Summary judgment is appropriate when the court is satisfied “that there is no genuine
issue as to any material fact and that the moving party is entitled to a judgment as a matter of
law.” FED. R. CIV. P. 56(c). The burden of showing the absence of any such “genuine issue”
rests with the moving party:
[A] party seeking summary judgment always bears the initial responsibility of
informing the district court of the basis for its motion, and identifying those portions
of ‘the pleadings, depositions, answers to interrogatories, and admissions on file,
together with affidavits, if any,’ which it believes demonstrates the absence of a
genuine issue of material fact.
Celotex Corp. v. Catrett, 477 U.S. 317, 323 (1986) (citing FED. R. CIV. P. 56(c)). A fact is
“material” only if its resolution will affect the outcome of the lawsuit. Anderson v. Liberty
Lobby, Inc., 477 U.S. 242, 248 (1986). Determination of whether a factual issue is “genuine”
requires consideration of the applicable evidentiary standards. The court will view the summary
judgment motion in the light most favorable to the party opposing the motion. Matsushita Elec.
Indus. Co. v. Zenith Radio Corp., 475 U.S. 574, 587 (1986).

- [WHAT TO WORK ON]:
a) Copy word for word the section of the summary judgment passage that begins at the words "rests with the" and stops after "motion. Matsushita Elec.".
b) Say whether each statement agrees with the summary judgment passage. Answer yes or no for each, and quote the words from the passage that decide it.
(i) A fact counts as material only if its resolution will affect the outcome of the lawsuit.
(ii) The party opposing the motion bears the burden of showing there is no genuine issue.
(iii) The court views the motion in the light most favorable to the moving party.
c) Write the next part of the summary judgment passage, starting after its last sentence.

- [DATASET]:
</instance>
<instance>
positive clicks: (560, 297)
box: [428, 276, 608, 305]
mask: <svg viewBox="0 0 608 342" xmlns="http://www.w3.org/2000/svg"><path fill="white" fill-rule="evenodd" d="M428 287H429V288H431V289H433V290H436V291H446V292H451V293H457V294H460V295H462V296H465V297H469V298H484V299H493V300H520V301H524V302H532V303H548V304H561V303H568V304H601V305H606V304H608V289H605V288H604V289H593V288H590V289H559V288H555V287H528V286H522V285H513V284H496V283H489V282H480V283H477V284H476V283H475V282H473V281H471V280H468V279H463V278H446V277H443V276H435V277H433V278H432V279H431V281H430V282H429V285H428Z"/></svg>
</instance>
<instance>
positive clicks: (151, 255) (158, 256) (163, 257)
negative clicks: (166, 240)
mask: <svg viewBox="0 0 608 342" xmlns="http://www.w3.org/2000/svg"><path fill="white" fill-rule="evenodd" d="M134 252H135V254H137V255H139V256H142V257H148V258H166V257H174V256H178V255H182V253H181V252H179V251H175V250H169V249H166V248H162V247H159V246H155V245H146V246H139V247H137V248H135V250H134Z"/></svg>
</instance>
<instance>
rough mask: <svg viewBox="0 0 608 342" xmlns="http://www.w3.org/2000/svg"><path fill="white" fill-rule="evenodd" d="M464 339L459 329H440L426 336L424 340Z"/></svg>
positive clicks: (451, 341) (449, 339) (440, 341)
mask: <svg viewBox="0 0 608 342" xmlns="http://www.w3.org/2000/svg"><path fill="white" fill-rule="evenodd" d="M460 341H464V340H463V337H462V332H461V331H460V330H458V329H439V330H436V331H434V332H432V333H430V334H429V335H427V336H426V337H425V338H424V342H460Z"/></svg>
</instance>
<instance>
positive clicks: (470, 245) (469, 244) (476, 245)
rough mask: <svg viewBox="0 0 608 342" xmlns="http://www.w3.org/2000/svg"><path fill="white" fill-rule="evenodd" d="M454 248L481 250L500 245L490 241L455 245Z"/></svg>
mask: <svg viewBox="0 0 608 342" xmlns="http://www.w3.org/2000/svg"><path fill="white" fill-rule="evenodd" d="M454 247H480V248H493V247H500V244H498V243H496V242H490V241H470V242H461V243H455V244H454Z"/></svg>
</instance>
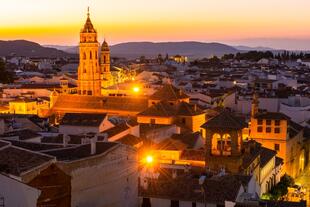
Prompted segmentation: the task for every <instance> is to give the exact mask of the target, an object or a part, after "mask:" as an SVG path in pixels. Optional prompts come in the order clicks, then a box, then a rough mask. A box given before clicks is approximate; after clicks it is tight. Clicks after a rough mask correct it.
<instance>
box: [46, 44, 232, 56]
mask: <svg viewBox="0 0 310 207" xmlns="http://www.w3.org/2000/svg"><path fill="white" fill-rule="evenodd" d="M52 47H55V48H59V49H63V50H64V51H66V52H70V53H78V48H77V47H70V46H65V47H64V46H60V47H59V46H52ZM110 48H111V55H113V56H118V57H125V58H137V57H140V56H142V55H144V56H146V57H156V56H157V55H158V54H162V55H163V56H165V55H166V54H167V53H168V54H169V55H177V54H179V55H185V56H188V57H190V58H204V57H209V56H212V55H217V56H222V55H224V54H227V53H237V52H238V50H237V49H235V48H233V47H231V46H228V45H224V44H220V43H202V42H161V43H153V42H128V43H120V44H116V45H112V46H111V47H110Z"/></svg>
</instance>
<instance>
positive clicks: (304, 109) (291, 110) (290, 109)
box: [280, 104, 310, 123]
mask: <svg viewBox="0 0 310 207" xmlns="http://www.w3.org/2000/svg"><path fill="white" fill-rule="evenodd" d="M309 110H310V105H309V106H306V107H291V106H288V105H285V104H281V105H280V112H281V113H283V114H285V115H287V116H289V117H291V119H292V120H293V121H295V122H297V123H302V122H304V121H307V120H309V119H310V111H309Z"/></svg>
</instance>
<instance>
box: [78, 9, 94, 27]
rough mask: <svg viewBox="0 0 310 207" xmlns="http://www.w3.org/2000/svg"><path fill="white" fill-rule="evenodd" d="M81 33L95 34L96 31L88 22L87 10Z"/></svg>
mask: <svg viewBox="0 0 310 207" xmlns="http://www.w3.org/2000/svg"><path fill="white" fill-rule="evenodd" d="M81 32H82V33H96V30H95V28H94V26H93V24H92V22H91V20H90V17H89V9H88V11H87V19H86V22H85V24H84V27H83V29H82V31H81Z"/></svg>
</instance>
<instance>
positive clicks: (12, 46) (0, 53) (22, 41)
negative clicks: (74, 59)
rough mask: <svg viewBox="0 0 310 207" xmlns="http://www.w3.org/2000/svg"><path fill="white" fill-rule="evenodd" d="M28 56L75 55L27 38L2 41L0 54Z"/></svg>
mask: <svg viewBox="0 0 310 207" xmlns="http://www.w3.org/2000/svg"><path fill="white" fill-rule="evenodd" d="M14 54H15V55H17V56H26V57H48V58H54V57H71V56H75V55H73V54H70V53H66V52H64V51H62V50H58V49H55V48H49V47H44V46H41V45H40V44H38V43H35V42H30V41H26V40H13V41H1V40H0V56H9V55H14Z"/></svg>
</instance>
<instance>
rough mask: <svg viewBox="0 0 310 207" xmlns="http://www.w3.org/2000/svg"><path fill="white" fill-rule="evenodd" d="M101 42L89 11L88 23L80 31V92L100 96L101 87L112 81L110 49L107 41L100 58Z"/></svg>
mask: <svg viewBox="0 0 310 207" xmlns="http://www.w3.org/2000/svg"><path fill="white" fill-rule="evenodd" d="M99 48H100V44H99V43H98V40H97V31H96V30H95V28H94V26H93V24H92V22H91V20H90V15H89V11H88V13H87V19H86V23H85V24H84V28H83V29H82V30H81V32H80V43H79V52H80V56H79V58H80V63H79V67H78V94H79V95H91V96H100V95H101V88H102V87H107V86H109V85H110V84H112V83H111V81H110V79H111V74H110V50H109V46H108V44H107V42H106V41H104V42H103V44H102V47H101V57H100V58H99Z"/></svg>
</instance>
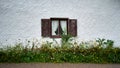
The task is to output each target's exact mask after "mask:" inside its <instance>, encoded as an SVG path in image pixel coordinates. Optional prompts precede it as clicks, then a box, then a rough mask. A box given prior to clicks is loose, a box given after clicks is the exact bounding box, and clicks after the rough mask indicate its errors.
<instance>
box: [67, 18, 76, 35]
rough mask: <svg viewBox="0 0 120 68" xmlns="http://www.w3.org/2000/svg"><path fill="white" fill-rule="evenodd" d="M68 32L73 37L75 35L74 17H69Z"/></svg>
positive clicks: (75, 21)
mask: <svg viewBox="0 0 120 68" xmlns="http://www.w3.org/2000/svg"><path fill="white" fill-rule="evenodd" d="M68 34H70V35H72V36H74V37H75V36H77V20H76V19H69V22H68Z"/></svg>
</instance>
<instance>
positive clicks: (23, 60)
mask: <svg viewBox="0 0 120 68" xmlns="http://www.w3.org/2000/svg"><path fill="white" fill-rule="evenodd" d="M100 44H103V41H102V40H100ZM105 44H106V45H113V41H111V40H108V41H106V43H105ZM32 45H33V46H32V47H31V48H29V47H28V46H23V45H22V44H16V46H14V47H6V48H4V49H3V48H1V49H0V63H8V62H9V63H13V62H15V63H22V62H44V63H48V62H51V63H64V62H69V63H120V48H113V47H112V48H108V47H107V48H100V47H97V46H96V47H91V48H87V49H86V48H82V46H81V45H85V44H80V45H78V46H72V47H69V48H63V47H59V46H54V47H51V42H47V43H46V44H42V46H41V47H35V45H34V44H32ZM72 45H73V44H72Z"/></svg>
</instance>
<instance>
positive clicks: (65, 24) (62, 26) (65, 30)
mask: <svg viewBox="0 0 120 68" xmlns="http://www.w3.org/2000/svg"><path fill="white" fill-rule="evenodd" d="M60 23H61V27H62V30H63V32H64V33H65V34H66V35H67V21H64V20H62V21H60Z"/></svg>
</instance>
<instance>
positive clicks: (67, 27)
mask: <svg viewBox="0 0 120 68" xmlns="http://www.w3.org/2000/svg"><path fill="white" fill-rule="evenodd" d="M53 20H58V24H59V26H60V21H66V28H67V35H68V22H69V19H68V18H50V37H51V38H61V35H52V21H53Z"/></svg>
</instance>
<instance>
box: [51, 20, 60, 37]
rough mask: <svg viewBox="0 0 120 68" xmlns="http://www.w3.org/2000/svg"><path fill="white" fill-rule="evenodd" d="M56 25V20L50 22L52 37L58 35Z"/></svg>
mask: <svg viewBox="0 0 120 68" xmlns="http://www.w3.org/2000/svg"><path fill="white" fill-rule="evenodd" d="M58 25H59V21H58V20H53V21H52V35H58V33H59V32H58V31H59V30H58Z"/></svg>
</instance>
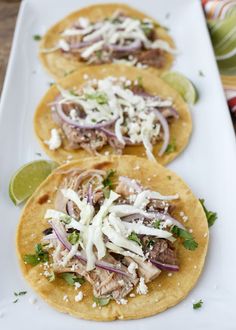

- [EXPECTED RESULTS]:
a)
rests with the moving party:
[A] party seeking summary judgment always bears the initial responsibility of
informing the district court of the basis for its motion, and identifying those portions
of ‘the pleadings, depositions, answers to interrogatories, and admissions on file,
together with affidavits, if any,’ which it believes demonstrates the absence of a
genuine issue of material fact.
Celotex Corp. v. Catrett, 477 U.S. 317, 323 (1986) (citing FED. R. CIV. P. 56(c)). A fact is
“material” only if its resolution will affect the outcome of the lawsuit. Anderson v. Liberty
Lobby, Inc., 477 U.S. 242, 248 (1986). Determination of whether a factual issue is “genuine”
requires consideration of the applicable evidentiary standards. The court will view the summary
judgment motion in the light most favorable to the party opposing the motion. Matsushita Elec.

b)
(i) Yes: "A fact is “material” only if its resolution will affect the outcome of the lawsuit."
(ii) No: "rests with the moving party"
(iii) No: "in the light most favorable to the party opposing the motion"

c)
Once the moving party has satisfied its burden of proof, the burden then shifts to the nonmover. The non-moving party may not simply rely on its pleadings, but must “produce evidence
that results in a conflict of material fact to be solved by a jury.” Cox v. Kentucky Dep’t of
Transp., 53 F.3d 146, 149 (6th Cir. 1995). FED. R. CIV. P. 56(e) states:
When a motion for summary judgment is made and supported as provided in this
rule, an adverse party may not rest upon the mere allegations or denials of the
adverse party’s pleading, but the adverse party’s response, by affidavits or as
otherwise provided in this rule, must set forth specific facts showing that there is
a genuine issue for trial.
The Federal Rules identify the penalty for the lack of such a response by the nonmoving party as
an automatic grant of summary judgment, where otherwise appropriate. Id.
In this case, the Plaintiff has provided evidence sufficient to establish and prove the
claims it has alleged. Defendant has failed to provide any response, let alone any evidence that
would create a genuine issue of material fact for trial. The evidence provided shows that the
parties had entered into an Informal Settlement Agreement to resolve various citations issued to
the Defendant by the United States Department of Labor, Occupational Safety and Health
Administration. The Defendant did not timely pay the compromised penalty amount, and
consequently is liable for the original proposed penalty of $43,000.00, plus administrative fees,
interest, and penalties incurred thereafter. The total amount now owed is $59,085.63.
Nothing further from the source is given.